Why do we learn to reward cooperation?

October 27, 2022

Researchers at the Max Planck Institute in Plön show that reputation plays a key role in determining which rewarding policies people adopt. Using game theory, they explain why individuals learn to use rewards to specifically promote good behaviour.

Social Rewarding — Results from evolutionary simulations display the co-evolution of cooperation and social rewarding in a population. At low information transmissibility, most population members learn not to reward others. Consequently, cooperation rates are low. As information transmissibility increases, cooperation and social rewarding become highly abundant. In these simulations, individuals adopt their strategies through a process of imitation and exploration. They are more likely to imitate a strategy from the population if it fares better than their current strategy (in a process of imitation or *selection*). With some probability they can also explore a random strategy (in a process of exploration or *mutation*).

© MPI for Evolutionary Biology

Results from evolutionary simulations display the co-evolution of cooperation and social rewarding in a population. At low information transmissibility, most population members learn not to reward others. Consequently, cooperation rates are low. As information transmissibility increases, cooperation and social rewarding become highly abundant. In these simulations, individuals adopt their strategies through a process of imitation and exploration. They are more likely to imitate a strategy from the population if it fares better than their current strategy (in a process of imitation or *selection*). With some probability they can also explore a random strategy (in a process of exploration or *mutation*).

© MPI for Evolutionary Biology

Often, we use positive incentives like rewards to promote cooperative behaviour. But why do we predominantly reward cooperation? Why is defection rarely rewarded? Or more generally, why do we bother to engage in any form of rewarding in the first place? Theoretical work done by researchers Saptarshi Pal and Dr. Christian Hilbe at the Max Planck Research Group ‘Dynamics of Social Behaviour’ suggests that reputation effects can explain why individuals learn to reward socially.

-----

Continue the article on why people learn to reward cooperation from the point where it stops.

-----

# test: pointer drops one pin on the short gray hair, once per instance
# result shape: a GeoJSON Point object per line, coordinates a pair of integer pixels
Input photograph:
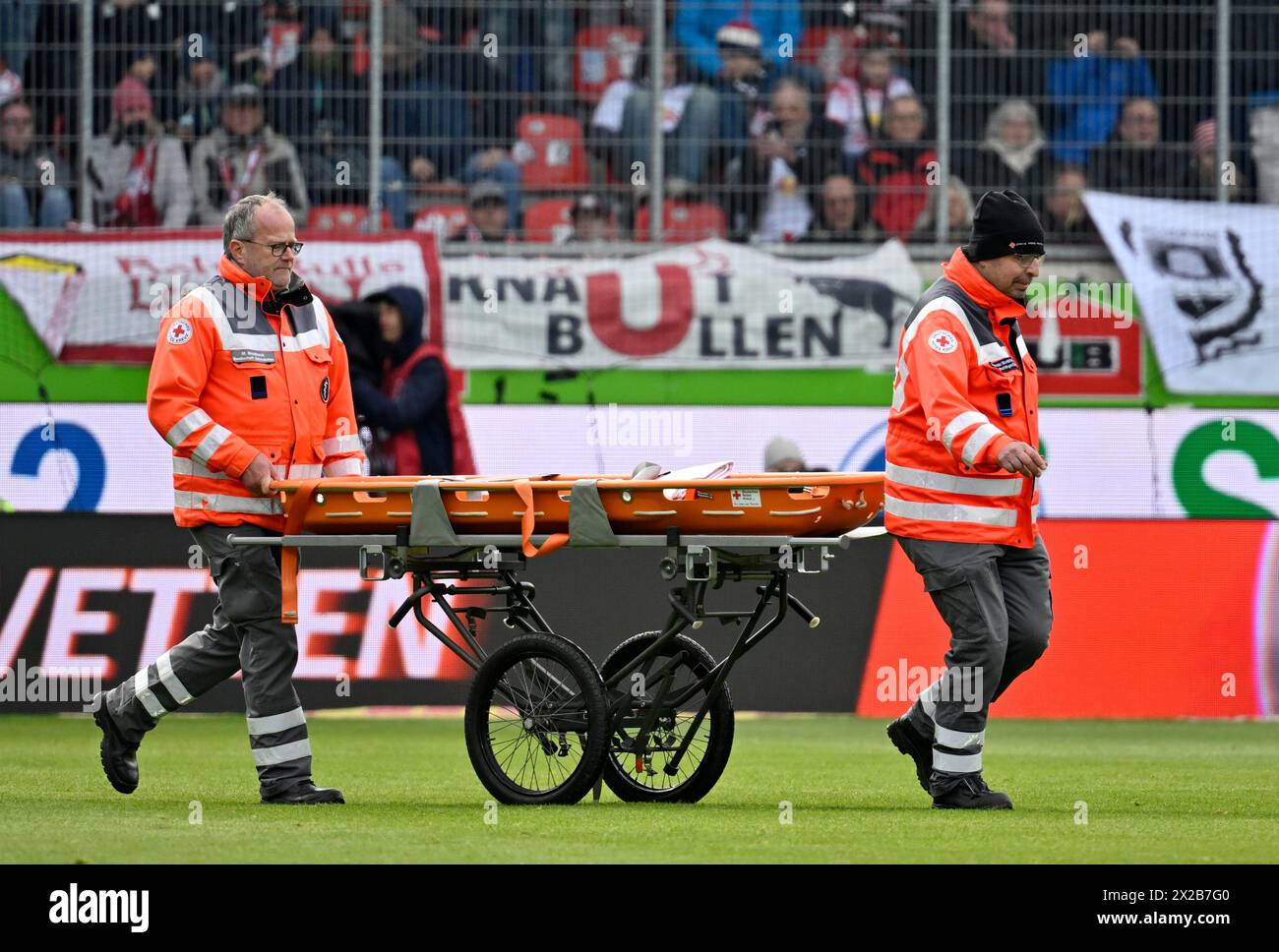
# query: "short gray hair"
{"type": "Point", "coordinates": [238, 224]}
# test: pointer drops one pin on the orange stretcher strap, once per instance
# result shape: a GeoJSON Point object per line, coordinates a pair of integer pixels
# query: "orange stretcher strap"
{"type": "Point", "coordinates": [525, 524]}
{"type": "Point", "coordinates": [289, 556]}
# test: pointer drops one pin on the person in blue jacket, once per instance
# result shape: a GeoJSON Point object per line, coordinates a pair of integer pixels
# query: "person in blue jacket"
{"type": "Point", "coordinates": [699, 22]}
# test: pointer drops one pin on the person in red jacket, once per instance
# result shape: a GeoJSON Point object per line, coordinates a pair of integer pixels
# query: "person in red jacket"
{"type": "Point", "coordinates": [416, 413]}
{"type": "Point", "coordinates": [960, 492]}
{"type": "Point", "coordinates": [248, 384]}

-----

Solved problem:
With tools from evolutionary game theory, the researchers construct a model where individuals in a population (the players) can adopt different strategies of cooperation and rewarding over time. In this model, the players’ reputation is a key element. The players know, with a degree of certainty (characterized by the information transmissibility of the population), how their interaction partners are going to react to their behaviour (that is, which behaviours they deem worthy of rewards). If the information transmissibility is sufficiently high, players learn to reward cooperation. In contrast, without sufficient information about peers, players refrain from using rewards. The researchers show that these effects of reputation also play out in a similar way when individuals interact in groups with more than two individuals.

Antisocial rewarding

In addition to highlighting the role of reputation in catalyzing cooperation and social rewarding, the scientists identify a couple of scenarios where antisocial rewarding may evolve. Antisocial rewarding either requires populations to be assorted or rewards to be mutually beneficial for both the recipient and the provider of the reward. “These conditions under which people may learn to reward defection are however a bit restrictive since they additionally require information to be scarce” adds Saptarshi Pal.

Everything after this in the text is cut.